Requirement - Please write out all the entries exactly, without the pictures.

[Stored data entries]
==*==

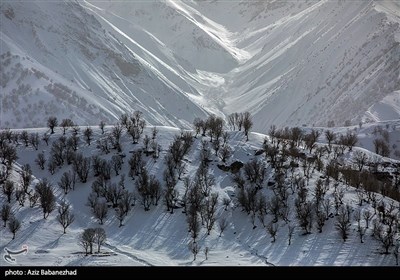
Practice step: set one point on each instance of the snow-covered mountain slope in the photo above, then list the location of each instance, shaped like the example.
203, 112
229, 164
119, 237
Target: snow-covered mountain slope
288, 63
304, 62
157, 237
57, 59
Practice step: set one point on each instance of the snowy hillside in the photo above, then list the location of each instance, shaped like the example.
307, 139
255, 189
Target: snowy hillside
289, 63
58, 59
242, 233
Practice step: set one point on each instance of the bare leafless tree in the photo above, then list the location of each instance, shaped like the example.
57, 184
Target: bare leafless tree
65, 216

==*==

Answer -
Practice step: set one point on each instance of the snow-covered mountain slope in the photo above, then list the location of each instance, shaped like the example.
203, 112
229, 164
119, 237
Target: snow-covered mountain slope
288, 63
304, 62
157, 237
57, 59
Practice step: set one point on each instance of the snowy hillside in the photo above, then list the location of each instance, shaped like the example.
307, 139
255, 189
Target: snowy hillside
289, 63
58, 59
242, 233
Practice step: set one point on each instance of the bare leafless tree in the photo above, then list the location of each instance, shaped like the example.
57, 184
Target: bare leafless tree
65, 216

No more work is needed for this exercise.